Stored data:

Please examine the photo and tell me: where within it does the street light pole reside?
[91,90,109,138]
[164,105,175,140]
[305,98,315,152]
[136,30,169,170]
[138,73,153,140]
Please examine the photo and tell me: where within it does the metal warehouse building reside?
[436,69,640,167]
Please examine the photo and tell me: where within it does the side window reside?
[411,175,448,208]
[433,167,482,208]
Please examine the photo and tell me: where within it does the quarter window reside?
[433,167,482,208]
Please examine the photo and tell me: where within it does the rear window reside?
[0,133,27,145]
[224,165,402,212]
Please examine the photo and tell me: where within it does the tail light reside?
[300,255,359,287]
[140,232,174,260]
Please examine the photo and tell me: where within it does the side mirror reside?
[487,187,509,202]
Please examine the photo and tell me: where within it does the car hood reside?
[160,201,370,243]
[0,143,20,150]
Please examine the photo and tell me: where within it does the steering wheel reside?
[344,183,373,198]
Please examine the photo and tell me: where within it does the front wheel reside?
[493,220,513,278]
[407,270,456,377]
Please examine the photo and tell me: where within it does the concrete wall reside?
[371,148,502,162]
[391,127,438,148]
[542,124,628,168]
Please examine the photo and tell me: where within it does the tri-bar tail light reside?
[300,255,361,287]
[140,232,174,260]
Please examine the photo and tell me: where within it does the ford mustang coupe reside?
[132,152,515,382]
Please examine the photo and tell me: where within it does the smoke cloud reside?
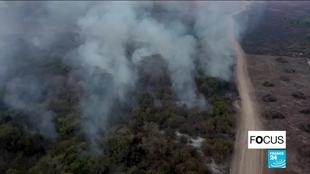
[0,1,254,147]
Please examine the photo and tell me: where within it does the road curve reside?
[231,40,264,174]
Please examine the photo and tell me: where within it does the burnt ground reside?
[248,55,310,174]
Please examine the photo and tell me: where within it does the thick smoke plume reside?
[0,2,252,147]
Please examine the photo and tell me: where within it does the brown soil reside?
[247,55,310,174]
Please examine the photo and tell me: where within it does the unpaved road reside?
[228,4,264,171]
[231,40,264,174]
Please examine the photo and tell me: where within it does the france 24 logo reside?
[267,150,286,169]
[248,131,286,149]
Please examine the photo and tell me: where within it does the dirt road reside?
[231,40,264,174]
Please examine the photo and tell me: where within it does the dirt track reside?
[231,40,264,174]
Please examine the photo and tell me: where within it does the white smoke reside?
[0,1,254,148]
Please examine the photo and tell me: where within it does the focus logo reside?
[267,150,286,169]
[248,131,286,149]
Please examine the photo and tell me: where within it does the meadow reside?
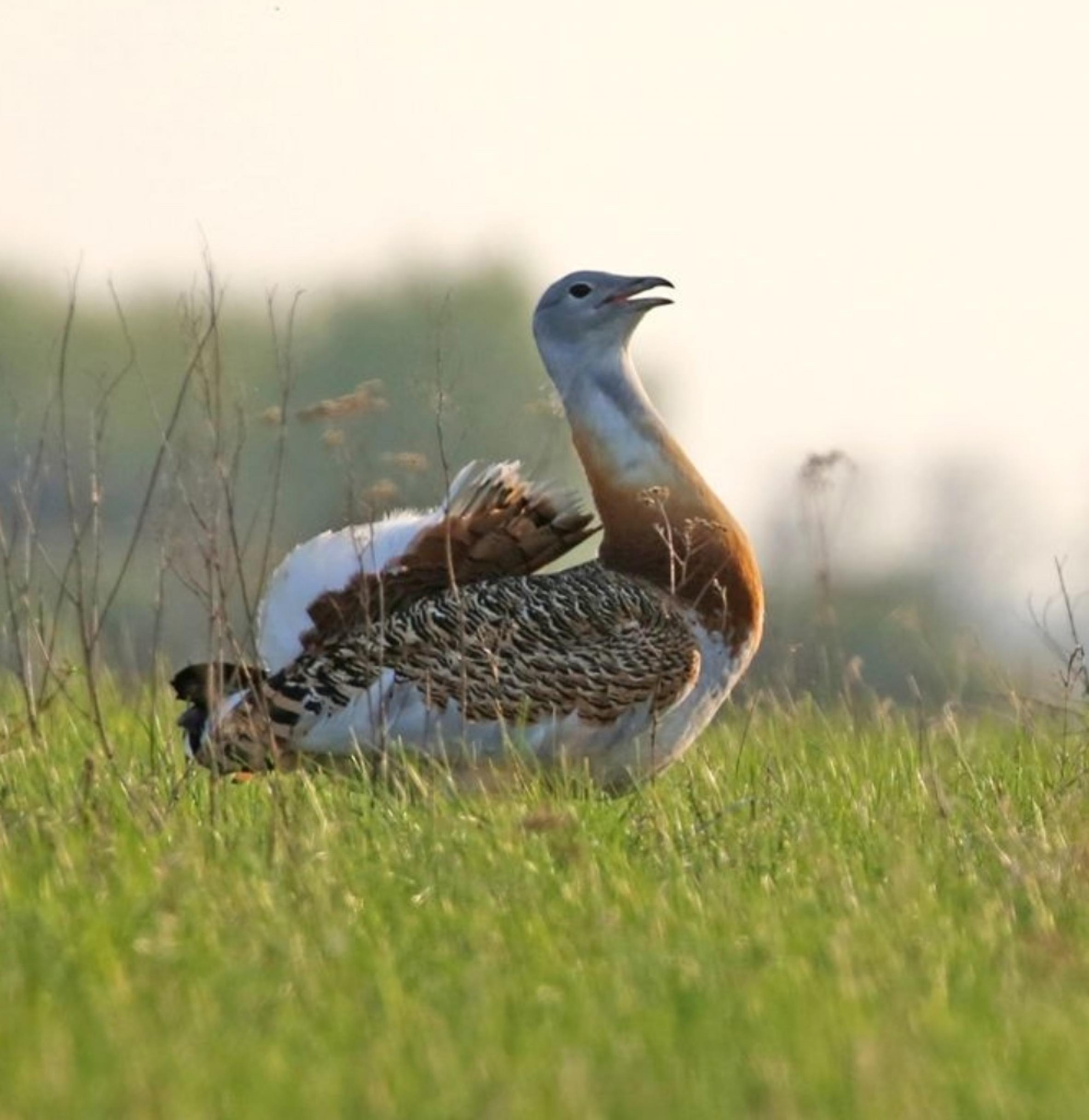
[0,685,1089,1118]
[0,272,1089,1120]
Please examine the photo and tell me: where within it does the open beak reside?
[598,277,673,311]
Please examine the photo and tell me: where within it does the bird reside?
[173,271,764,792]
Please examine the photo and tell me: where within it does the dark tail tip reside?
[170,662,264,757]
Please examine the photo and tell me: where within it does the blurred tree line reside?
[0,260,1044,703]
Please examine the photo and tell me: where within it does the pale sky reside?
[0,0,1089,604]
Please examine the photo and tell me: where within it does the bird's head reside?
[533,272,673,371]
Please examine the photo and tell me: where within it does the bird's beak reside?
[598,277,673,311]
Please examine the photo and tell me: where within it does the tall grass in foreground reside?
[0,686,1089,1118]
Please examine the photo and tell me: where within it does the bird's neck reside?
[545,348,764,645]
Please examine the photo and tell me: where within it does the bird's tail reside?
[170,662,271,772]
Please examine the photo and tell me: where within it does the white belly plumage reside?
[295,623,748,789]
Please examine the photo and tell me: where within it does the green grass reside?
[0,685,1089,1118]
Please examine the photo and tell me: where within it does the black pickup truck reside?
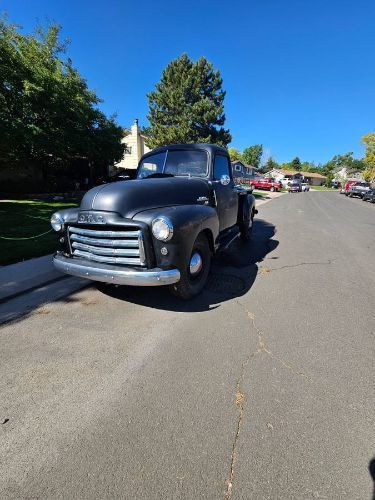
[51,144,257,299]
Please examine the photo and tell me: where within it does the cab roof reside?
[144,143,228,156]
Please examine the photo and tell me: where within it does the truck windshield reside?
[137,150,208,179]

## YOUR INSTRUCTIONS
Rewrite all of the records with "examine" changed to "look at" wherever it occurs, leaving every other word as it is and omitting the pictures.

## OUTPUT
Please look at the photo and tell me: where within it does the street light pole reside?
[91,90,109,138]
[164,105,175,140]
[305,98,315,152]
[136,30,169,170]
[138,73,153,140]
Please look at the photo and tell me: where within it does the metal warehouse building reside?
[436,69,640,167]
Please look at the photo and tell me: where within it does the side window reside?
[411,175,448,208]
[433,167,482,208]
Please look at the photo and tell me: where within it does the quarter window reside?
[433,167,482,208]
Please look at the photo and tell me: where within it does the rear window reside?
[0,133,27,145]
[224,165,402,212]
Please look at the photo and tell me: where within it does the tail light reside?
[300,255,359,287]
[140,232,174,260]
Please look at the photo and tell me: where within it does the side mirror reside?
[487,187,509,202]
Please look at the photo and tell me: where within it does the car hood reside?
[160,201,370,243]
[0,143,20,150]
Please look at the photo and tell me: where within it does the steering wheel reside?
[344,183,373,198]
Please look at the photo and tell me: where within it does the front wheel reside?
[493,220,513,278]
[407,270,456,377]
Please look at the photo and tell me: where within it does the concrete wall reside?
[371,148,502,162]
[391,127,438,148]
[542,124,628,168]
Please look at the photo and tell me: where within it does the tri-bar tail light reside?
[300,255,361,287]
[140,232,174,260]
Please look at the photo and tell me: where within it does the ford mustang coupe reside?
[132,152,515,382]
Please look at the photo and tell me: where within it does the smoke cloud reside?
[0,1,254,147]
Please look at the photo and tell me: where within it does the road curve reside?
[231,40,264,174]
Please look at the photo and tell me: where within it does the burnt ground reside?
[248,55,310,174]
Please look at the photo and tell me: where within it does the thick smoke plume reside?
[0,2,252,147]
Please look at the photo and tell me: where within it does the brown soil reside?
[247,55,310,174]
Please look at the photo and tell me: where within it does the unpaved road reside?
[228,4,264,171]
[231,40,264,174]
Please look at the photo and tell me: where within it does the france 24 logo reside?
[267,150,286,169]
[248,131,286,149]
Please look at the photo and tell me: where within it does the dirt road reside?
[231,40,264,174]
Please look at the photo and tell me: where within it does the dirt track reside?
[231,40,264,174]
Please look at the photo and tell me: where within it does the white smoke reside?
[0,1,254,148]
Please look at the photo and tell me: where within it does the focus logo reside?
[267,150,286,169]
[248,131,286,149]
Please look at the photo and tell me: where within it does the meadow reside?
[0,685,1089,1118]
[0,272,1089,1120]
Please look at the photo and tell me: where within it does the open beak reside?
[598,277,673,311]
Please look at the photo and tell me: where within it does the bird reside?
[173,271,764,792]
Please look at the photo and tell me: where within it does the dark tail tip reside?
[170,662,264,757]
Please look at the photo and tell me: where within it does the blurred tree line reside?
[0,260,1044,703]
Please look at the photo and tell me: where within it does the pale sky reside?
[0,0,1089,604]
Please look at the photo and tell me: where within it does the bird's head reside?
[533,272,673,371]
Please look at the photo and tell me: where within it does the bird's beak reside?
[598,277,673,311]
Please look at the photo and tell me: where within it does the tall grass in foreground reside?
[0,686,1089,1118]
Please look at the photo and tell me: where within it does the bird's neck reside?
[545,348,764,645]
Please look at the photo and tell me: where within it does the bird's tail reside?
[170,662,271,772]
Please look at the photo and tell me: where within it does the white belly plumage reside?
[295,623,748,789]
Please look at the photo and tell me: where within it does the green grass reside?
[0,685,1089,1118]
Please look at the photo and tell me: where within it does the black pickup truck reside?
[51,144,257,299]
Please look at the photo and tell me: where within it does the cab roof reside?
[144,143,228,156]
Please look at the photo and tell me: where within it does the truck windshield reside?
[137,150,208,179]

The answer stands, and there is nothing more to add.